#### ACTION ITEM:
Answer these questions from the FDA drug-safety legislation article:
1. How many deaths a year is the problem of hazardous approved medications linked to?
2. Which chamber passed the bill first, and on what day?
3. What new review program would the bill create?

#### EXCERPTED TEXT:
- - - -

WASHINGTON — Congress gave final approval Thursday to legislation designed to transform the Food and Drug Administration from a passive monitor to an active detective seeking out medications that have been approved for sale but turn out to be hazardous -- a problem linked to an estimated 15,000 deaths a year.
The drug-safety provisions were the centerpiece of a massive bill that also would renew industry user fees that fund the FDA's review of medications and medical devices submitted for approval.
The Senate passed the bill without objection Thursday evening after the House overwhelmingly passed it Wednesday. The White House has not commented on the final version of the bill, but President Bush is expected to sign it, congressional aides said.
In addition to building a new computerized system to spot drug risks, the bill would strengthen the FDA's enforcement powers and require greater disclosure of private and public clinical research and of agency decision-making. It also would take steps to reduce FDA reliance on outside advisors with financial conflicts of interest, as well as create a new program to review drug company advertising.

- - - -

Data entries
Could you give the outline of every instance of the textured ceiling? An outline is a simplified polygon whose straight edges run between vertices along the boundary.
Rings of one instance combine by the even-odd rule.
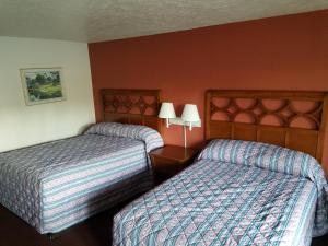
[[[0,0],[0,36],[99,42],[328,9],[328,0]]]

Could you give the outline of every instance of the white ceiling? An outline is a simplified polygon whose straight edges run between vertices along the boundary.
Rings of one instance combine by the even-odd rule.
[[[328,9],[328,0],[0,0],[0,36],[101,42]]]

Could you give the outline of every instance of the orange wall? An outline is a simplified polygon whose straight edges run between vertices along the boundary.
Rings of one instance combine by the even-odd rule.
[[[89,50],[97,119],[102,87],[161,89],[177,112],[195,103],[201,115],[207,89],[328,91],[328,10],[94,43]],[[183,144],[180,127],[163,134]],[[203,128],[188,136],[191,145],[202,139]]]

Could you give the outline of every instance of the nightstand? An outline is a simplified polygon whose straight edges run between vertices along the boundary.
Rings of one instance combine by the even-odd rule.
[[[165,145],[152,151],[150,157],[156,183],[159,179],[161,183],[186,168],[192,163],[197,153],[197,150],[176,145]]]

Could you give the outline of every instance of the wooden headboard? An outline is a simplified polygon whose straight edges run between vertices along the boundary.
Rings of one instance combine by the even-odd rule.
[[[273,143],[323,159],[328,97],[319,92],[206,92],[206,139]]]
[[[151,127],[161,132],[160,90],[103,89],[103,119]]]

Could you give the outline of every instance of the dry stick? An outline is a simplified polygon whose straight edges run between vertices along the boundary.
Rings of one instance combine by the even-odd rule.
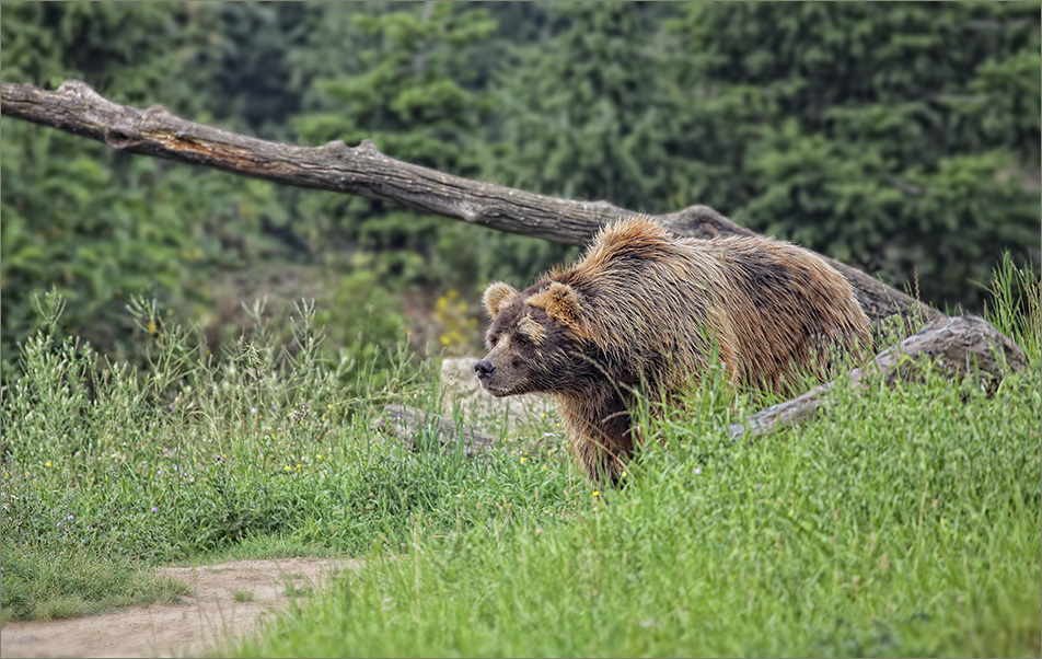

- - - -

#### ANSWER BELOW:
1. An estimated 15,000 deaths a year.
2. The House, on Wednesday.
3. A program to review drug company advertising.